**TASK PROMPT**
For the word "negative", copy every line of the material that includes it.
Start of DATA RECORDS
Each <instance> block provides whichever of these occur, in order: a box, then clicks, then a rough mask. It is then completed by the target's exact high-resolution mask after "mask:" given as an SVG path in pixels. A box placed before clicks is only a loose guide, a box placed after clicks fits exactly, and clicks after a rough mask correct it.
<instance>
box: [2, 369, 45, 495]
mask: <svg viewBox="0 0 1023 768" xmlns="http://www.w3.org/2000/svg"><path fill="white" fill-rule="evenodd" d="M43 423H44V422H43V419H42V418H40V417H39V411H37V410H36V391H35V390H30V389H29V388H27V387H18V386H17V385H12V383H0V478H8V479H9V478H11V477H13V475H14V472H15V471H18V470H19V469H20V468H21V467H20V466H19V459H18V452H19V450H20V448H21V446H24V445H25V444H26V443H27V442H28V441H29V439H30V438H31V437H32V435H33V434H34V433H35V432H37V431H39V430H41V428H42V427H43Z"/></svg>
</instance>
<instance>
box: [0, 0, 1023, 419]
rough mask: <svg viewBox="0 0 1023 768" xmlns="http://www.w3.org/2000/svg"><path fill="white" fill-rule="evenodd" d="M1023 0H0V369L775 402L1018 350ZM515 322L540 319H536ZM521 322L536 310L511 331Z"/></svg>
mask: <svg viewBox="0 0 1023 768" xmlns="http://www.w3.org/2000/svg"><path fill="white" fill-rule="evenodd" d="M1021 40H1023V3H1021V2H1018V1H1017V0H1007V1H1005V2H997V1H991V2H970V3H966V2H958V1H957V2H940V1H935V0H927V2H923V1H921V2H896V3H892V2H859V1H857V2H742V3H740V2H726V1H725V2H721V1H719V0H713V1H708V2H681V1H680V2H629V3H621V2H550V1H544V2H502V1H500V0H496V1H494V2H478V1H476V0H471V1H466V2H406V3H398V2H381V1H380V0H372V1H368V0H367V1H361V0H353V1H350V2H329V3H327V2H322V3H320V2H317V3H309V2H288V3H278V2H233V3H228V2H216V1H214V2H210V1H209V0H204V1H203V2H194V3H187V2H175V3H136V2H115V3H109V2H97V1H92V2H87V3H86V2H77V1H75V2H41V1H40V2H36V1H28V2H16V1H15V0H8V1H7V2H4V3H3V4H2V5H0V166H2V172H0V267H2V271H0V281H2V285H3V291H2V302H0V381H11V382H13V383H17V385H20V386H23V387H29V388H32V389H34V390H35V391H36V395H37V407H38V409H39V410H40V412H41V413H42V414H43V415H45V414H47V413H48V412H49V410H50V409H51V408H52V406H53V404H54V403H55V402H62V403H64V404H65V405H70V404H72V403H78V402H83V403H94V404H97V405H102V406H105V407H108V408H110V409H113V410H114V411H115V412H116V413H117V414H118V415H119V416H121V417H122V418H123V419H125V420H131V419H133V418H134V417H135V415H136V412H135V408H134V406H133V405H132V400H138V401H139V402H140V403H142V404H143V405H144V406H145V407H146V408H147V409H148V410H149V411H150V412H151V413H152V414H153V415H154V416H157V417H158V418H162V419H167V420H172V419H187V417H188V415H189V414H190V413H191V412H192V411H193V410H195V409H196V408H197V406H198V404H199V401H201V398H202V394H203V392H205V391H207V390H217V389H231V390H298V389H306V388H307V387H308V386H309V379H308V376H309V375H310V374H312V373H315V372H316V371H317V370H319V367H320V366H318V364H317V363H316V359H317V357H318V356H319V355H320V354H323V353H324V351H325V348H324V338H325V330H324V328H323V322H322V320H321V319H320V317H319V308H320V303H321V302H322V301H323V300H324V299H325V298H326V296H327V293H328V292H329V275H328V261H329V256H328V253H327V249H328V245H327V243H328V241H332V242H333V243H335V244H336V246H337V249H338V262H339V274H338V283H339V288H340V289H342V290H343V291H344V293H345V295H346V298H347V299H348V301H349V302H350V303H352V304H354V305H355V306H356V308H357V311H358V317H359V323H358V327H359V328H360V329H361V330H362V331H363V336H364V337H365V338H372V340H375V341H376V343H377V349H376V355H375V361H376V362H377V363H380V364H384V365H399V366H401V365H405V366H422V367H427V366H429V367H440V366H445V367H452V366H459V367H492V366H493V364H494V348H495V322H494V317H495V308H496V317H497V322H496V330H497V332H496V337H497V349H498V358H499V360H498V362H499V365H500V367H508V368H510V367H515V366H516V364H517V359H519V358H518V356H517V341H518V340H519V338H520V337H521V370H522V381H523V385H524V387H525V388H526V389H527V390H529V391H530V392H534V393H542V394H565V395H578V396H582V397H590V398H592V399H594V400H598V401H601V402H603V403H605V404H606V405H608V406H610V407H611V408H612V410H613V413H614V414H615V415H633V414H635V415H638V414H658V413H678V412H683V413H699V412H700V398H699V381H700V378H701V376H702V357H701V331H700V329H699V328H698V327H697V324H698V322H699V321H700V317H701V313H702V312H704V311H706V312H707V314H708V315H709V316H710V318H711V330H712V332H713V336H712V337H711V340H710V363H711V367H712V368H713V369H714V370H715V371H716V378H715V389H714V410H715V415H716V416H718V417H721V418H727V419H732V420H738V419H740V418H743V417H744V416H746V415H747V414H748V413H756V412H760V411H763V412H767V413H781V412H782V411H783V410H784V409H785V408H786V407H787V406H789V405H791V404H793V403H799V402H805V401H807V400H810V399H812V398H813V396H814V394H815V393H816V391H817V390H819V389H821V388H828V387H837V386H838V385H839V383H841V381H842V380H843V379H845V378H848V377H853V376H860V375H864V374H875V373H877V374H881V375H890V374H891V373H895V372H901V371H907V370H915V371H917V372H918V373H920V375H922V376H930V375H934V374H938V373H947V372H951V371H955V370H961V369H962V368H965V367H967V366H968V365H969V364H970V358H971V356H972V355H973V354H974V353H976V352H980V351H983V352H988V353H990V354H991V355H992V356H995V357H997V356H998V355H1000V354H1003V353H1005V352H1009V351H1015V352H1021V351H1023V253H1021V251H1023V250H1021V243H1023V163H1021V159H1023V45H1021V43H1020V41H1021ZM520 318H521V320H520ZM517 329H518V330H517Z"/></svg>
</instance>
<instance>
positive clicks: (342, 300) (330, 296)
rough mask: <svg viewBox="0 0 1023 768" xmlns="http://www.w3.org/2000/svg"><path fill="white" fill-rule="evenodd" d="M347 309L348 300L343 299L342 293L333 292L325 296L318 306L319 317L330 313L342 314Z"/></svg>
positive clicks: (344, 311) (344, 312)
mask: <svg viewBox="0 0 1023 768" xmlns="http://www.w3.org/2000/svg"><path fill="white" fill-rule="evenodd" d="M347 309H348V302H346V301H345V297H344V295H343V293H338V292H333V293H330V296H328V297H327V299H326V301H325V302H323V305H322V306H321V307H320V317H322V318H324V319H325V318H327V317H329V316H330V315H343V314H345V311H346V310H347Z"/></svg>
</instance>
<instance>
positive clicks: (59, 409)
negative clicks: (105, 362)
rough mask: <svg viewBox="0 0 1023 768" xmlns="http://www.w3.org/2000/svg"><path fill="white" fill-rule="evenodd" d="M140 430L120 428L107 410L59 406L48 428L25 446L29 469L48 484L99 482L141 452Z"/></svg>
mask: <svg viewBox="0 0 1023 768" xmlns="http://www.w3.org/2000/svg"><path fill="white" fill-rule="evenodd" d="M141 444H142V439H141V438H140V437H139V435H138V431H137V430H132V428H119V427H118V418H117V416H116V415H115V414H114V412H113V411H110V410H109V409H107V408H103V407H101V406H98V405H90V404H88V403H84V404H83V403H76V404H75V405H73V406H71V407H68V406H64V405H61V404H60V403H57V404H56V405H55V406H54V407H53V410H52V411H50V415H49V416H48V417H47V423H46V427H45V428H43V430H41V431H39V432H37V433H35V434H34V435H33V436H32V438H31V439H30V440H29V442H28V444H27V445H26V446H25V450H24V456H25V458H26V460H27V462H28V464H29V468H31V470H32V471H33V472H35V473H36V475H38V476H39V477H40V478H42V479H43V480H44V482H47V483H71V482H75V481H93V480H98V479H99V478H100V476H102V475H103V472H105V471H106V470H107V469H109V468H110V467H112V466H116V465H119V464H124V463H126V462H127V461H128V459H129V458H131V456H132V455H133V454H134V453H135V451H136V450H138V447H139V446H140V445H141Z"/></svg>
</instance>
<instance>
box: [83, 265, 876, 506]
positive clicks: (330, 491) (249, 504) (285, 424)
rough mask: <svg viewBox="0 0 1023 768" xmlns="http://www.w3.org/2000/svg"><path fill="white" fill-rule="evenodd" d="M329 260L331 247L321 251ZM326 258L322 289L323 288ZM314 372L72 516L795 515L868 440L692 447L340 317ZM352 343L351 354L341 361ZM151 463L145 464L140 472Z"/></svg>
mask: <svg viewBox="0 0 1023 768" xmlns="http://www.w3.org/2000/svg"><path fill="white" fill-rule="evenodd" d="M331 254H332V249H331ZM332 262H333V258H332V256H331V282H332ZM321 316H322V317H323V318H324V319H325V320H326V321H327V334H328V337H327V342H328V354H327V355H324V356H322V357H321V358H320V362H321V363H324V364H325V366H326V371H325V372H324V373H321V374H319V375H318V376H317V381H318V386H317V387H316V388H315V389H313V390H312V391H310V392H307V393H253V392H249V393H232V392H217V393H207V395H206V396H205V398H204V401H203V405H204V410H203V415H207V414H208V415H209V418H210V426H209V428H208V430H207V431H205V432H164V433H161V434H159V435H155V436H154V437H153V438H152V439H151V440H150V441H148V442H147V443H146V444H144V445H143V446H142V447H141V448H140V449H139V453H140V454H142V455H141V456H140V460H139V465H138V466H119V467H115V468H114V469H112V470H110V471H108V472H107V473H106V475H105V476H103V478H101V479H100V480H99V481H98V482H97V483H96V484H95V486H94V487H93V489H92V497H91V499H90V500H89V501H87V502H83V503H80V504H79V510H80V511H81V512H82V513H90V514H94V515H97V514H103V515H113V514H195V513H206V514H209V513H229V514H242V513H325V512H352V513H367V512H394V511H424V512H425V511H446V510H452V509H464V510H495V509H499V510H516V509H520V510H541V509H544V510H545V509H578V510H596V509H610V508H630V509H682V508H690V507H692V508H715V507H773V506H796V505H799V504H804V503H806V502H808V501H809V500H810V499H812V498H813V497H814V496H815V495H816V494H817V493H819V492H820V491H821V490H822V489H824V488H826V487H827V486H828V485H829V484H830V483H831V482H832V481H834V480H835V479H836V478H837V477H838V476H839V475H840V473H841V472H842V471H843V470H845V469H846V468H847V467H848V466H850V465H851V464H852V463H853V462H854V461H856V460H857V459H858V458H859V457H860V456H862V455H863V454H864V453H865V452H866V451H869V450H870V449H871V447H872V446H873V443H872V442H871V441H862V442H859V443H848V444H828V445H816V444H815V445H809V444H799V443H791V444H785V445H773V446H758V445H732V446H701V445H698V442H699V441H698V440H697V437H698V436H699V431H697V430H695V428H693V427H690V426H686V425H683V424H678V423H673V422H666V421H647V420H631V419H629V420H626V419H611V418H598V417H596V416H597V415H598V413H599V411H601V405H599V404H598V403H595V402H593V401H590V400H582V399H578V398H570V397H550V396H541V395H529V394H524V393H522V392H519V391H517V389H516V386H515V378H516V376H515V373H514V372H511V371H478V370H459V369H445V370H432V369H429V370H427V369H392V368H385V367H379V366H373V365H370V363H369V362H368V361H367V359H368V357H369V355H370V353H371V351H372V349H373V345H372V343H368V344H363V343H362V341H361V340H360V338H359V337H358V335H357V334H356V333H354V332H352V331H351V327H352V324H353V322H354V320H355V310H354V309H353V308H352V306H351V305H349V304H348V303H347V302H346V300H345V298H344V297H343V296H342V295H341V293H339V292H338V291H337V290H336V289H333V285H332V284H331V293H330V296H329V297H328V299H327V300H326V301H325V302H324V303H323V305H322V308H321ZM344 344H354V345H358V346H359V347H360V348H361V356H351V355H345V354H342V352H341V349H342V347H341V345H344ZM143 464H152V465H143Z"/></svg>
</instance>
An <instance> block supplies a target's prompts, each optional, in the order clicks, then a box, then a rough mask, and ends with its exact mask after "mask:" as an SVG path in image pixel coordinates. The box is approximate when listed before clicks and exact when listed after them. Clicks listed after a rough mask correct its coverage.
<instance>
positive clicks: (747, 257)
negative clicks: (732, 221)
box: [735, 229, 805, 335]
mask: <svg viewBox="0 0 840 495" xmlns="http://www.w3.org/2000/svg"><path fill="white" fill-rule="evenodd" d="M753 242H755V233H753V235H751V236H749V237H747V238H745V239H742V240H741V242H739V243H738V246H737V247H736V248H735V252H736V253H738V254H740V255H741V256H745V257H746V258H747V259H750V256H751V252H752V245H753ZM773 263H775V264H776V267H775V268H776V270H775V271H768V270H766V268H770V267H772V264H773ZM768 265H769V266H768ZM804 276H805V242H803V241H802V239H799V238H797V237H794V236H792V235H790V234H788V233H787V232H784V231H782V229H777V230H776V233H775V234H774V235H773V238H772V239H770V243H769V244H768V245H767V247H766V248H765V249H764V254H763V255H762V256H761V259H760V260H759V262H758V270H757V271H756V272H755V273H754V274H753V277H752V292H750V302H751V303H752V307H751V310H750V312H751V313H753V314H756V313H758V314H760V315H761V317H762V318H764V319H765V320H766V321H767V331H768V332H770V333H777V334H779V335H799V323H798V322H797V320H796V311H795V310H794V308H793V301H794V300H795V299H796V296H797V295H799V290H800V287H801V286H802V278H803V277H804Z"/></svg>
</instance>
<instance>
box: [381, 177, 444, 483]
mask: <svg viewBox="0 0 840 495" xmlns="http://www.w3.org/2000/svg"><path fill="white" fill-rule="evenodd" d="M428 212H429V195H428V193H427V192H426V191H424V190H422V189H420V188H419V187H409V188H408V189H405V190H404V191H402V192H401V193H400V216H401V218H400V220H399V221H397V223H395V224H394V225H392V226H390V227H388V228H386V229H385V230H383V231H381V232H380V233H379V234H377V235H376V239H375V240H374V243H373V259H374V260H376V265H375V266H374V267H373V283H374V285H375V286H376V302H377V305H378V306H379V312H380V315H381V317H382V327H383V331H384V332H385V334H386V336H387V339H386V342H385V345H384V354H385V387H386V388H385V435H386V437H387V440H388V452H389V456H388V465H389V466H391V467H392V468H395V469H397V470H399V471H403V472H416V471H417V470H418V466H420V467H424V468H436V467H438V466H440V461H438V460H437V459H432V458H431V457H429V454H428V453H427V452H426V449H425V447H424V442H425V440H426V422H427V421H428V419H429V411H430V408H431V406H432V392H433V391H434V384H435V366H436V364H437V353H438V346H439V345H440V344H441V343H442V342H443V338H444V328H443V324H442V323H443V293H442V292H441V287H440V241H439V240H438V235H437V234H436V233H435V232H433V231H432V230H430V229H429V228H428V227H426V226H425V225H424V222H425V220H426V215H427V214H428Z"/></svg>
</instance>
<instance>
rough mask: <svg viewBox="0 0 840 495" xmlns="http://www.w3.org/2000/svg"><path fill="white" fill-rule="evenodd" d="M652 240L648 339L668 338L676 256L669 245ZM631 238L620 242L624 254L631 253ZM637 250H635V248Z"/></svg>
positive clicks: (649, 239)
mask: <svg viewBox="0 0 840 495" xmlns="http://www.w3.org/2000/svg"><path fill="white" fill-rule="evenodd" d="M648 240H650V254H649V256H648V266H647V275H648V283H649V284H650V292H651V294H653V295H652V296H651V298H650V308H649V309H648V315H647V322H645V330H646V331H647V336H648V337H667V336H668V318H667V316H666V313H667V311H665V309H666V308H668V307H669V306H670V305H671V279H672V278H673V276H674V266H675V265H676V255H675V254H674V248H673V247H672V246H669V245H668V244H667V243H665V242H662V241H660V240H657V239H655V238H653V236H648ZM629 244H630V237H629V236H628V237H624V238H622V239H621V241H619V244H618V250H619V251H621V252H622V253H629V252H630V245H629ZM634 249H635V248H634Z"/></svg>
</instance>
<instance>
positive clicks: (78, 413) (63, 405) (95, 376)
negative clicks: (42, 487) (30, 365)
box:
End of DATA RECORDS
**OUTPUT OF THE TASK**
negative clicks: (105, 362)
negative clicks: (732, 221)
negative clicks: (42, 487) (30, 365)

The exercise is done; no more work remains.